Extracted material:
┌──

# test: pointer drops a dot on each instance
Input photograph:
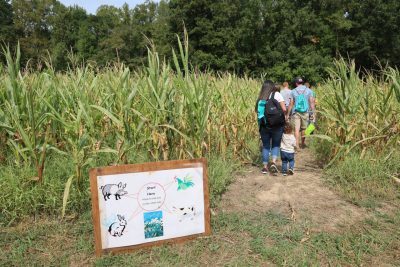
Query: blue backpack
(301, 102)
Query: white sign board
(145, 204)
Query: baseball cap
(299, 80)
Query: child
(288, 145)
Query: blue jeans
(271, 139)
(287, 157)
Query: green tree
(33, 23)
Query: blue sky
(92, 5)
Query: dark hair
(288, 128)
(266, 89)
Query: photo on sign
(153, 224)
(141, 204)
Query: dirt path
(303, 196)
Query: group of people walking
(283, 116)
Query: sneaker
(273, 168)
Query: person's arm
(289, 108)
(283, 106)
(312, 105)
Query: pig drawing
(113, 189)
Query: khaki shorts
(300, 120)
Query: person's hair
(288, 128)
(266, 89)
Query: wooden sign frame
(139, 168)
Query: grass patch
(24, 198)
(239, 239)
(366, 181)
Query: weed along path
(261, 220)
(302, 196)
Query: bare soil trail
(304, 196)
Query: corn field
(360, 112)
(172, 112)
(167, 114)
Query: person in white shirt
(286, 93)
(288, 145)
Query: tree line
(278, 38)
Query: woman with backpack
(270, 108)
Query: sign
(141, 205)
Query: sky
(92, 5)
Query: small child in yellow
(288, 145)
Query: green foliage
(278, 39)
(367, 181)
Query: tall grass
(360, 112)
(156, 114)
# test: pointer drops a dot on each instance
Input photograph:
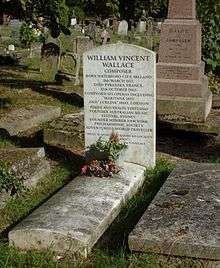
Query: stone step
(182, 219)
(73, 220)
(27, 163)
(21, 120)
(67, 132)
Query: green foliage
(94, 8)
(9, 181)
(134, 9)
(111, 148)
(29, 35)
(209, 15)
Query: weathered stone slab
(23, 119)
(119, 96)
(182, 219)
(67, 131)
(27, 163)
(74, 219)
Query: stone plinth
(67, 132)
(73, 220)
(182, 219)
(180, 72)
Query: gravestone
(119, 82)
(83, 43)
(91, 31)
(119, 96)
(105, 36)
(182, 87)
(123, 28)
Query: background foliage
(56, 16)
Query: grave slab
(24, 119)
(74, 219)
(182, 219)
(27, 163)
(68, 132)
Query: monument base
(184, 108)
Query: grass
(19, 99)
(117, 256)
(20, 206)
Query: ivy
(9, 182)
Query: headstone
(11, 47)
(83, 44)
(182, 87)
(123, 28)
(105, 36)
(73, 21)
(115, 24)
(91, 31)
(119, 96)
(142, 26)
(182, 220)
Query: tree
(94, 8)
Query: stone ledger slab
(182, 219)
(74, 218)
(24, 119)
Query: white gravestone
(120, 96)
(123, 28)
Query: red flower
(84, 169)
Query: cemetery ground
(20, 88)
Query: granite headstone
(119, 96)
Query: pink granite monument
(182, 87)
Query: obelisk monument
(182, 87)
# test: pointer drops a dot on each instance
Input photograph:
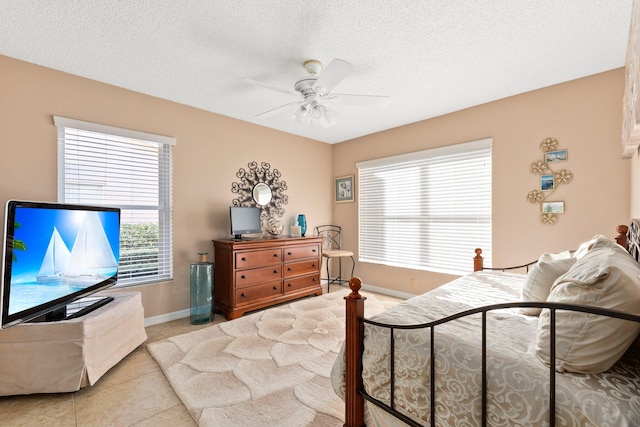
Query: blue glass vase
(201, 291)
(302, 222)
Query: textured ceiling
(431, 57)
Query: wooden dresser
(253, 274)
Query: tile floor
(135, 392)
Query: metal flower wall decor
(550, 180)
(245, 189)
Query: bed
(554, 343)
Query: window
(427, 210)
(103, 165)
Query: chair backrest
(330, 236)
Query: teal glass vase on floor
(201, 291)
(302, 222)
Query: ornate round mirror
(262, 194)
(261, 186)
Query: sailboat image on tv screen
(91, 257)
(56, 259)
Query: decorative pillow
(605, 276)
(540, 278)
(585, 246)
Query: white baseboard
(168, 317)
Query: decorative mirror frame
(255, 175)
(549, 181)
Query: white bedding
(518, 380)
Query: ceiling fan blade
(336, 71)
(276, 110)
(365, 101)
(267, 86)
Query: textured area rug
(269, 368)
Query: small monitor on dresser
(244, 220)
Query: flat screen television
(55, 255)
(244, 220)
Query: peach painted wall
(586, 117)
(209, 151)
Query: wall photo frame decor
(550, 180)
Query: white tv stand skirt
(64, 356)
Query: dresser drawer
(301, 267)
(291, 285)
(253, 293)
(293, 253)
(258, 275)
(258, 258)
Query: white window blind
(427, 210)
(103, 165)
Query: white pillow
(585, 246)
(606, 276)
(540, 278)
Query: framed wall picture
(547, 182)
(556, 156)
(344, 189)
(553, 207)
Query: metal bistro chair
(331, 241)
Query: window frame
(164, 178)
(412, 229)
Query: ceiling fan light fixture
(315, 114)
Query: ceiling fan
(315, 97)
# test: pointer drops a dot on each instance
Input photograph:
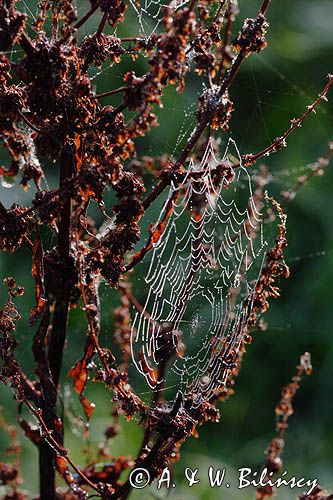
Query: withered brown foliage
(50, 109)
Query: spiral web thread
(202, 272)
(150, 12)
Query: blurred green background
(271, 89)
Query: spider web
(199, 276)
(150, 12)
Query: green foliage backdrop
(271, 89)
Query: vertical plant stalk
(58, 332)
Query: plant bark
(57, 336)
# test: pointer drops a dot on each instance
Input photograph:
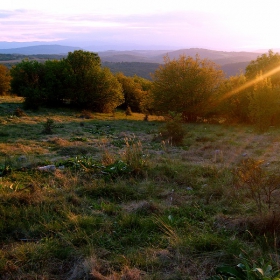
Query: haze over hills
(40, 49)
(231, 63)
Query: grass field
(119, 202)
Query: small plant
(134, 155)
(19, 112)
(128, 111)
(259, 183)
(247, 269)
(48, 126)
(173, 129)
(86, 114)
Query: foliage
(173, 130)
(264, 103)
(133, 91)
(56, 82)
(19, 112)
(78, 79)
(247, 269)
(252, 178)
(185, 86)
(128, 111)
(48, 126)
(233, 100)
(5, 79)
(267, 64)
(27, 77)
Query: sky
(144, 24)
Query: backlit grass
(122, 203)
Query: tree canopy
(266, 64)
(5, 79)
(79, 78)
(185, 86)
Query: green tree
(133, 93)
(27, 77)
(233, 101)
(5, 79)
(56, 82)
(264, 103)
(267, 64)
(92, 87)
(186, 86)
(104, 91)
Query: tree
(27, 77)
(133, 92)
(185, 86)
(264, 103)
(56, 82)
(5, 79)
(104, 92)
(233, 100)
(267, 64)
(92, 87)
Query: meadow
(105, 196)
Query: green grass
(124, 204)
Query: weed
(251, 177)
(87, 114)
(173, 129)
(247, 269)
(134, 156)
(128, 111)
(48, 126)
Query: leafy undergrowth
(107, 198)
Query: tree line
(194, 88)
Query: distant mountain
(41, 49)
(140, 62)
(233, 69)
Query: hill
(42, 49)
(134, 62)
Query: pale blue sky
(213, 24)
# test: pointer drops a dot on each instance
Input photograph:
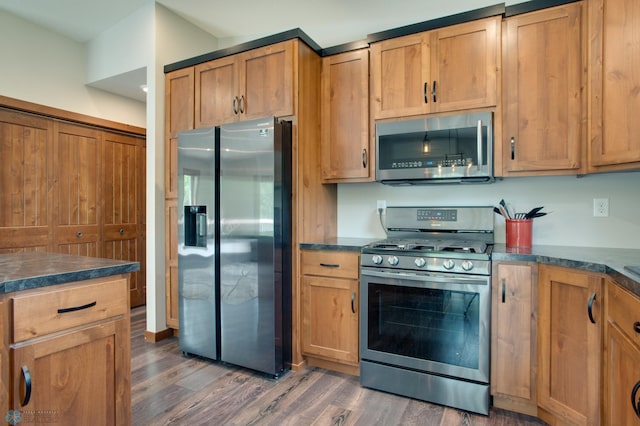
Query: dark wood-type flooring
(170, 389)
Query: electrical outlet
(600, 207)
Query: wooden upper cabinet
(25, 196)
(464, 65)
(543, 125)
(216, 93)
(77, 190)
(267, 81)
(452, 68)
(345, 146)
(249, 85)
(400, 71)
(614, 102)
(179, 116)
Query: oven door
(435, 323)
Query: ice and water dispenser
(195, 226)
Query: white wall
(45, 68)
(568, 199)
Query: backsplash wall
(568, 199)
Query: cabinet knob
(635, 402)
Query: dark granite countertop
(338, 244)
(23, 271)
(611, 261)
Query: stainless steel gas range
(425, 295)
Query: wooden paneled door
(123, 209)
(25, 199)
(77, 190)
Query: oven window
(430, 324)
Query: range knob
(448, 264)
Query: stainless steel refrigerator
(235, 234)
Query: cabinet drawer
(342, 264)
(47, 311)
(624, 310)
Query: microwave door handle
(479, 136)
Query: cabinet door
(267, 81)
(464, 65)
(25, 196)
(77, 190)
(400, 69)
(79, 377)
(345, 147)
(216, 92)
(123, 179)
(513, 343)
(543, 125)
(569, 344)
(330, 318)
(179, 116)
(614, 64)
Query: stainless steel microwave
(448, 149)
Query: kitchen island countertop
(24, 271)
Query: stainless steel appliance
(443, 149)
(425, 296)
(239, 301)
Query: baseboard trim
(155, 337)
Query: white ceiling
(327, 22)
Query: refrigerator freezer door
(251, 242)
(196, 242)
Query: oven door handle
(429, 278)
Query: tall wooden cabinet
(622, 357)
(447, 69)
(72, 188)
(570, 325)
(514, 292)
(346, 147)
(544, 92)
(614, 102)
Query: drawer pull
(27, 385)
(76, 308)
(635, 402)
(590, 307)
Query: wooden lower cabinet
(330, 309)
(621, 400)
(513, 343)
(570, 326)
(73, 367)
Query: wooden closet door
(123, 183)
(25, 200)
(76, 178)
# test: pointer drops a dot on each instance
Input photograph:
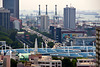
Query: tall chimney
(55, 9)
(39, 10)
(46, 10)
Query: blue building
(13, 6)
(69, 17)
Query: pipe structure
(27, 48)
(39, 10)
(36, 46)
(71, 44)
(83, 43)
(46, 47)
(55, 9)
(5, 47)
(42, 45)
(24, 46)
(93, 44)
(10, 52)
(64, 46)
(46, 10)
(68, 52)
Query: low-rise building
(44, 61)
(86, 63)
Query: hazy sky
(78, 4)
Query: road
(45, 39)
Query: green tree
(50, 44)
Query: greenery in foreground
(44, 33)
(10, 37)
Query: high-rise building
(5, 18)
(69, 17)
(58, 34)
(52, 31)
(44, 21)
(13, 6)
(98, 47)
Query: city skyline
(79, 4)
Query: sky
(78, 4)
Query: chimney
(55, 9)
(39, 10)
(46, 10)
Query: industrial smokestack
(39, 10)
(46, 10)
(55, 9)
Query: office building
(69, 17)
(52, 31)
(13, 6)
(4, 61)
(58, 34)
(98, 47)
(44, 21)
(85, 63)
(4, 18)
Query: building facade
(5, 18)
(86, 63)
(13, 6)
(44, 21)
(58, 34)
(97, 47)
(69, 17)
(52, 31)
(44, 61)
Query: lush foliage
(13, 63)
(50, 44)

└──

Task prompt: Begin with the line that contains "Query: high-rise building" and end with the last line of the records; set down every line in that span exactly, and nothing else.

Reply:
Query: high-rise building
(5, 18)
(69, 17)
(58, 34)
(52, 31)
(44, 21)
(13, 6)
(98, 47)
Query: city skyline
(79, 4)
Query: sky
(78, 4)
Query: chimney
(55, 9)
(39, 10)
(46, 10)
Query: industrial smokestack
(39, 10)
(46, 10)
(55, 9)
Query: office building
(69, 17)
(52, 31)
(13, 6)
(4, 61)
(58, 34)
(98, 47)
(44, 21)
(85, 63)
(4, 18)
Query: building facade
(5, 18)
(86, 63)
(13, 6)
(44, 21)
(58, 34)
(97, 47)
(69, 17)
(52, 31)
(44, 61)
Query: lush foliage
(13, 63)
(50, 44)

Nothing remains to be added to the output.